_WORK ORDER_
Copy out the following items word for word, from the first line through the last.

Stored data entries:
────────────────

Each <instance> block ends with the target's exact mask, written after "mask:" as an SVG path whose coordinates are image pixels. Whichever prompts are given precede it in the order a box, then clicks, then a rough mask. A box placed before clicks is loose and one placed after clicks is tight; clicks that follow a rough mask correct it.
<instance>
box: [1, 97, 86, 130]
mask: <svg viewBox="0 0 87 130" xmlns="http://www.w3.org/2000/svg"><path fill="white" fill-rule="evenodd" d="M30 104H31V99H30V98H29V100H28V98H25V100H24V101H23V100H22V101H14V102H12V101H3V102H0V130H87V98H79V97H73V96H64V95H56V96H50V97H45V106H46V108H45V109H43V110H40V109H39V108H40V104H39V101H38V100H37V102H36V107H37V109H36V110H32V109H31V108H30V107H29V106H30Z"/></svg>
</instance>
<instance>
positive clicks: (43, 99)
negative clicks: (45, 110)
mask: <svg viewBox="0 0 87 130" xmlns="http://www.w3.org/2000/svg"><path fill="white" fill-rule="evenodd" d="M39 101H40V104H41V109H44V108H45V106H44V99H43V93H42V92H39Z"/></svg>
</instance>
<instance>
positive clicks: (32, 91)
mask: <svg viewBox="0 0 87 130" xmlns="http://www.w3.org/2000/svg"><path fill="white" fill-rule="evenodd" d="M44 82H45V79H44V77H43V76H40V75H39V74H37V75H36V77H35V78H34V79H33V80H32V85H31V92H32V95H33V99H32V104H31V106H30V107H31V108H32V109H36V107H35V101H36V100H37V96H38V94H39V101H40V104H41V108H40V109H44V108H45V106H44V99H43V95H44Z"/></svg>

────────────────

_RESULT OF THIS TASK_
Each <instance> block ends with the target's exact mask, written after "mask:" as an SVG path whose coordinates are image pixels. Whichever prompts are given precede it in the order a box, then clicks, then a rough mask. A box placed before clicks is loose and one placed after clicks is tight; clicks that follow a rough mask correct it.
<instance>
box: [1, 97, 86, 130]
mask: <svg viewBox="0 0 87 130" xmlns="http://www.w3.org/2000/svg"><path fill="white" fill-rule="evenodd" d="M30 104H31V99H30V98H29V100H28V98H25V100H24V101H23V100H22V101H14V102H12V101H3V102H0V130H87V98H79V97H73V96H64V95H56V96H50V97H45V106H46V108H45V109H43V110H40V109H39V108H40V104H39V101H38V100H37V102H36V107H37V109H36V110H32V109H31V108H30V107H29V106H30Z"/></svg>
</instance>
<instance>
positive clicks: (43, 99)
negative clicks: (45, 110)
mask: <svg viewBox="0 0 87 130" xmlns="http://www.w3.org/2000/svg"><path fill="white" fill-rule="evenodd" d="M39 101H40V104H41V109H44V108H45V106H44V99H43V93H42V92H39Z"/></svg>
</instance>
<instance>
positive clicks: (32, 91)
mask: <svg viewBox="0 0 87 130" xmlns="http://www.w3.org/2000/svg"><path fill="white" fill-rule="evenodd" d="M44 82H45V79H44V77H43V76H40V75H39V74H37V75H36V77H35V78H34V79H33V80H32V85H31V92H32V95H33V99H32V104H31V106H30V107H31V108H32V109H36V107H35V101H36V100H37V96H38V94H39V101H40V104H41V108H40V109H44V108H45V106H44V99H43V95H44Z"/></svg>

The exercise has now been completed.